Description of the task. Below are records; print only the lines from the line containing "One keypoint belongs on each instance. Indicate the grass field" to the end, both included, reproduced exactly and without the pictures.

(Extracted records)
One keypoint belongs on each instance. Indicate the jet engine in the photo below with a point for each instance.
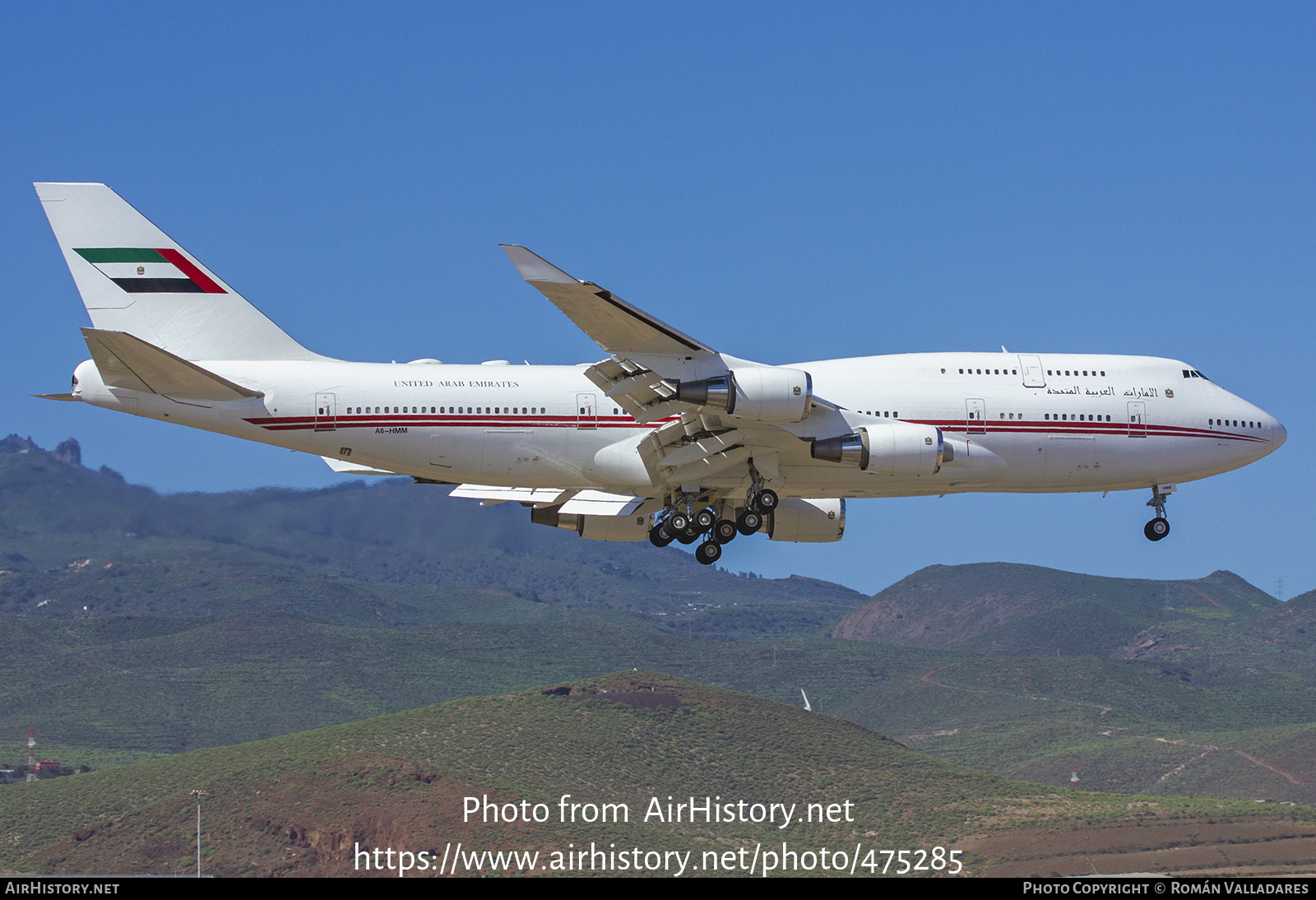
(762, 394)
(894, 448)
(807, 522)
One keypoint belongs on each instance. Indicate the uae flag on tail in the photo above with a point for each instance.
(145, 270)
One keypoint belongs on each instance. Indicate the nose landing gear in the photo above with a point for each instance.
(1158, 527)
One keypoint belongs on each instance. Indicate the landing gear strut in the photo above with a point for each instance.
(1158, 527)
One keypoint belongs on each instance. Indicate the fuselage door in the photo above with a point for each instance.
(587, 415)
(1138, 419)
(1032, 370)
(326, 420)
(975, 416)
(443, 448)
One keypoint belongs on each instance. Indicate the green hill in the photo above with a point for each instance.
(138, 625)
(304, 803)
(1006, 608)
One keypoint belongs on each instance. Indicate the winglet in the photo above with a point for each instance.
(533, 267)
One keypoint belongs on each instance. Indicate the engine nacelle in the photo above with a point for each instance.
(762, 394)
(594, 528)
(895, 448)
(807, 522)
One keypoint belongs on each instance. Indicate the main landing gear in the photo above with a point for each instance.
(1158, 527)
(682, 524)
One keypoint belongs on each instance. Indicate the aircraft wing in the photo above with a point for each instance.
(614, 324)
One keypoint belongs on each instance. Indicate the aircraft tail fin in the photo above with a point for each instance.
(133, 278)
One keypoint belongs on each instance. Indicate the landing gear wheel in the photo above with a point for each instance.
(724, 531)
(748, 522)
(708, 551)
(1156, 529)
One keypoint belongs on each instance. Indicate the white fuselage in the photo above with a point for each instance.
(1045, 423)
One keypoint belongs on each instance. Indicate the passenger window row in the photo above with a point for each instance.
(511, 411)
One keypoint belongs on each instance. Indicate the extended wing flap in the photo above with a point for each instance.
(129, 362)
(596, 503)
(539, 496)
(614, 324)
(345, 467)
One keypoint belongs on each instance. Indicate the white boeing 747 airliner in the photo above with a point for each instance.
(666, 438)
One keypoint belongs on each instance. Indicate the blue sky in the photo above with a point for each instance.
(783, 180)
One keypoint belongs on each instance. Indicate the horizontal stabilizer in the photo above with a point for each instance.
(345, 467)
(614, 324)
(596, 503)
(128, 362)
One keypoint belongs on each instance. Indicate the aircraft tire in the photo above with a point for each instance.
(725, 531)
(708, 553)
(1156, 529)
(749, 522)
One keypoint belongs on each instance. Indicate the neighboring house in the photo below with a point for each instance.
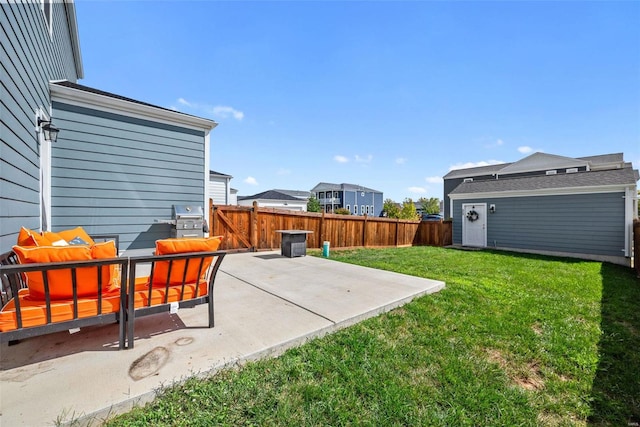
(233, 200)
(118, 164)
(220, 188)
(356, 199)
(299, 194)
(581, 207)
(275, 199)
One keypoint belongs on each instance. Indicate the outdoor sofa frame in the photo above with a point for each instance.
(136, 298)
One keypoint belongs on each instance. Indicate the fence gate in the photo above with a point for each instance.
(234, 224)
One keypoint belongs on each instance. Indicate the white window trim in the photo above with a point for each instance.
(48, 19)
(45, 172)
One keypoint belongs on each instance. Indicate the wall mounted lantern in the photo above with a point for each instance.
(49, 130)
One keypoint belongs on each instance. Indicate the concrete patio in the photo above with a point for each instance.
(265, 303)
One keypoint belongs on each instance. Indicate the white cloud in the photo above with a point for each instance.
(434, 179)
(250, 180)
(340, 159)
(222, 111)
(525, 149)
(364, 159)
(475, 164)
(417, 190)
(496, 143)
(226, 111)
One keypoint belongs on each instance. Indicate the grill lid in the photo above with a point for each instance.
(186, 211)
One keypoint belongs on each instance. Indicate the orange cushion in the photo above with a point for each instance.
(60, 286)
(34, 312)
(69, 235)
(180, 246)
(54, 238)
(28, 238)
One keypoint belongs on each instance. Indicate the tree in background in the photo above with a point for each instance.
(391, 209)
(408, 210)
(430, 205)
(313, 205)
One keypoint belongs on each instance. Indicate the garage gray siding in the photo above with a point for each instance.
(30, 57)
(113, 174)
(580, 223)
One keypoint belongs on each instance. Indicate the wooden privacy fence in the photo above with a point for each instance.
(254, 228)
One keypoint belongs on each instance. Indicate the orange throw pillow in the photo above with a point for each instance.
(110, 273)
(69, 235)
(28, 238)
(60, 286)
(180, 246)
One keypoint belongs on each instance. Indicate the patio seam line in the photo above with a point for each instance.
(279, 297)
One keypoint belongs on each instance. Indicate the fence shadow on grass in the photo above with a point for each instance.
(616, 387)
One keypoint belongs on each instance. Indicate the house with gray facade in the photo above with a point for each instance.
(117, 165)
(578, 207)
(356, 199)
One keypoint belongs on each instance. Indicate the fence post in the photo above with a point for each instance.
(213, 219)
(636, 246)
(364, 231)
(321, 231)
(253, 227)
(397, 230)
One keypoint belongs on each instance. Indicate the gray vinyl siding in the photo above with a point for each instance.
(580, 223)
(113, 174)
(30, 57)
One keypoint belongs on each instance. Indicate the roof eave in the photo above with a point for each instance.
(72, 23)
(105, 103)
(543, 192)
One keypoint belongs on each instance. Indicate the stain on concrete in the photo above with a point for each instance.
(184, 341)
(149, 364)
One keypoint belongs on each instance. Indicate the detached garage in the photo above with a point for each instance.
(548, 204)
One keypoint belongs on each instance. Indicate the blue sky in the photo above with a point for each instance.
(389, 95)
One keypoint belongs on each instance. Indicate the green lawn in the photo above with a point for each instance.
(513, 340)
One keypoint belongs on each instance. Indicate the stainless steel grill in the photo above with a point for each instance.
(187, 221)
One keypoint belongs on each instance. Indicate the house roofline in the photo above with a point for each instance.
(72, 23)
(112, 103)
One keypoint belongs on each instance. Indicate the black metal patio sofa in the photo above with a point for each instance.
(91, 298)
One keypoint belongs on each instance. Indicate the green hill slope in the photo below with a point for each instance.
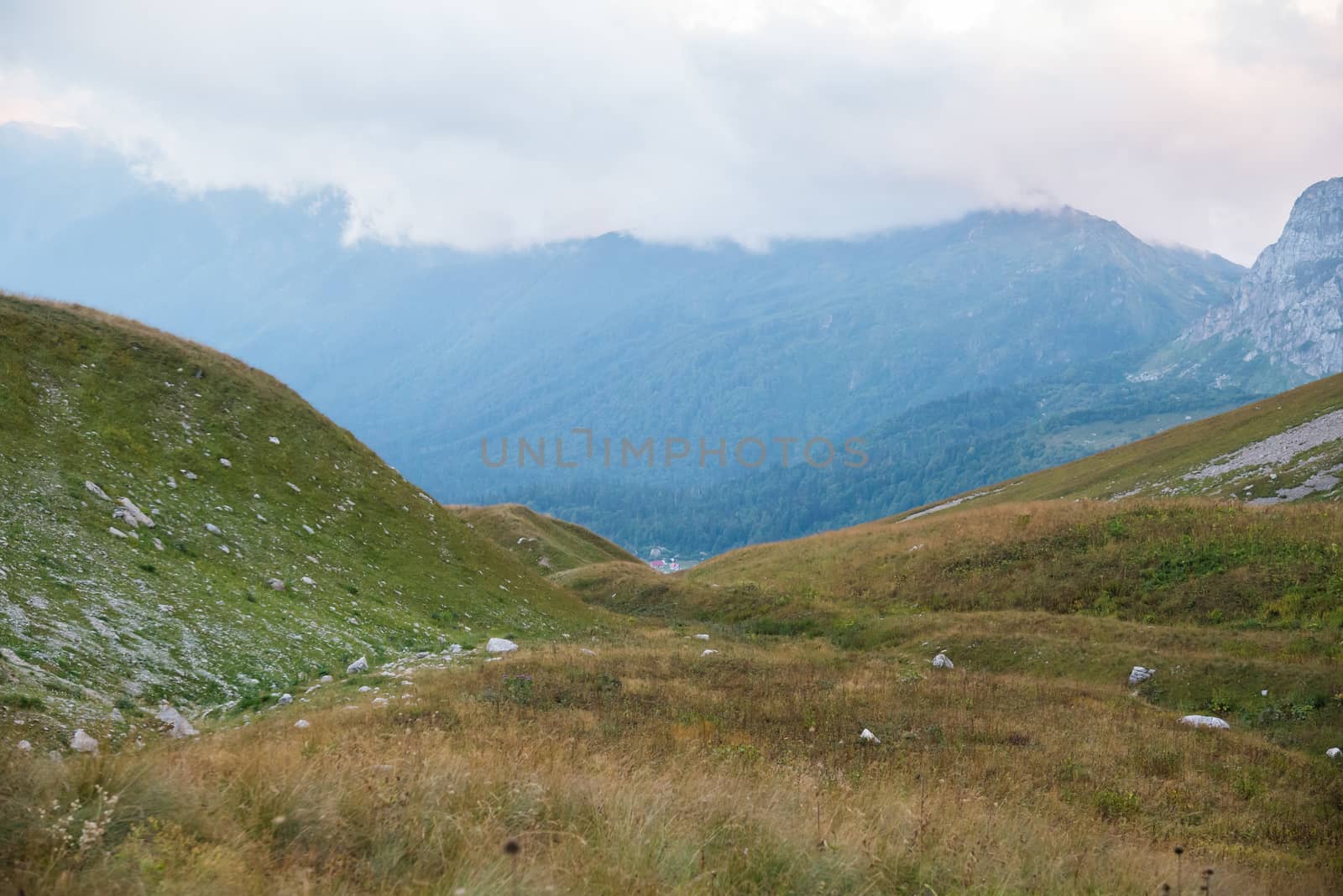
(552, 544)
(281, 548)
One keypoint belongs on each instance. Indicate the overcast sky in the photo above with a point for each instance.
(507, 123)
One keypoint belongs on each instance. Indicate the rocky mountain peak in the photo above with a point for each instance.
(1289, 306)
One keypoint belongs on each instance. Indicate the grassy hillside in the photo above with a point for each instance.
(648, 768)
(552, 544)
(281, 546)
(1259, 452)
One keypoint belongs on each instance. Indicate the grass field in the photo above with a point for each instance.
(649, 768)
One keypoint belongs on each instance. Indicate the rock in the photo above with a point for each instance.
(1205, 721)
(82, 742)
(1287, 306)
(500, 645)
(134, 515)
(1139, 675)
(180, 726)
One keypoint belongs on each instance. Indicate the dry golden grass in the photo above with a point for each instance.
(651, 768)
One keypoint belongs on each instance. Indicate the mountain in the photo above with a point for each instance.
(552, 544)
(1289, 306)
(426, 352)
(179, 526)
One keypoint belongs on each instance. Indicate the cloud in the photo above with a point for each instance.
(503, 125)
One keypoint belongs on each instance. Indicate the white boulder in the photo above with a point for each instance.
(134, 515)
(81, 742)
(500, 645)
(180, 727)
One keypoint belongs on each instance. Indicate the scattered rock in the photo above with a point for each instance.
(1205, 721)
(134, 515)
(180, 726)
(500, 645)
(82, 742)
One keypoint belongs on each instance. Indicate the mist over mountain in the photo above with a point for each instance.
(1031, 320)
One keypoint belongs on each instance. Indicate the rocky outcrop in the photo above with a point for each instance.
(1289, 306)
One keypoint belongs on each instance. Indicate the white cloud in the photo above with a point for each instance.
(485, 125)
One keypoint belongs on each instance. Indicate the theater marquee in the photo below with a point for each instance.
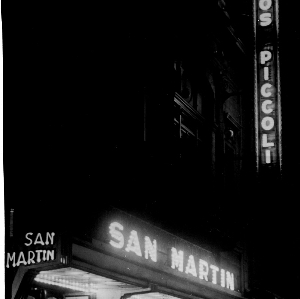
(267, 86)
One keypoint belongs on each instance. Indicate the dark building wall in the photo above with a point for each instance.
(107, 96)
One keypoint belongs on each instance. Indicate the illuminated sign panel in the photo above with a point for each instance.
(146, 247)
(132, 240)
(39, 248)
(267, 83)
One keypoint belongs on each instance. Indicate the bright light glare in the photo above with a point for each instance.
(150, 249)
(264, 106)
(264, 91)
(267, 123)
(177, 259)
(265, 4)
(214, 269)
(114, 230)
(65, 283)
(265, 19)
(134, 244)
(190, 267)
(265, 56)
(203, 269)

Task output.
One keypoint belongs on each instance. Indicate the grass field in the photo above with a point for each instance.
(649, 768)
One keypoint belongs on each instance. Indicate the rock in the photo above with a point for each instance.
(1205, 721)
(82, 742)
(1287, 306)
(500, 645)
(134, 515)
(1139, 675)
(180, 726)
One keypoint belongs on each instance. Indicate the dry golden grass in the photo above with a point for each instance.
(651, 768)
One keypoint belongs on each instance. Indicate the mountain in the photo above with a point for each instance.
(552, 544)
(1289, 306)
(426, 352)
(179, 526)
One keypoint belongs on each instance. Indicate the cloud in the photo above with a point for each instance.
(503, 125)
One keypoint belongs on each instance. Indicate the white boulder in the photo above with a point for each instance.
(134, 515)
(81, 742)
(500, 645)
(180, 727)
One keypoint belongs on each instance. Indicate the scattered rock in the photo above with a point for each instance.
(1205, 721)
(134, 515)
(180, 726)
(500, 645)
(82, 742)
One keypoint belongs on each instance. Indicate the mist over mountain in the photo above with a point for each instance.
(1031, 320)
One keypoint belongs on each instance. Indicate the rocky outcrop in the photo above with a point for each instance.
(1289, 306)
One keypoint belongs on each instance. Indicate the white cloud in the photo above with a point for each instance.
(485, 125)
One keypoint belongs on each instance. Indicate the theater marquee in the photo below with a point for each instance.
(267, 86)
One keypoint belongs on each instance. Indicate the dark building wall in the photo above with a point for each instance.
(107, 96)
One keypoint belongs on each instance. Indicate the illuminated sign panel in the photo above with a point for each instance.
(146, 247)
(132, 240)
(39, 248)
(267, 83)
One keypoint belongs on each instance. Indicate the bright light glare in the photo above with a point for each instance.
(150, 249)
(264, 106)
(264, 91)
(267, 123)
(177, 259)
(265, 4)
(214, 269)
(114, 230)
(65, 283)
(265, 19)
(134, 244)
(190, 267)
(265, 56)
(203, 269)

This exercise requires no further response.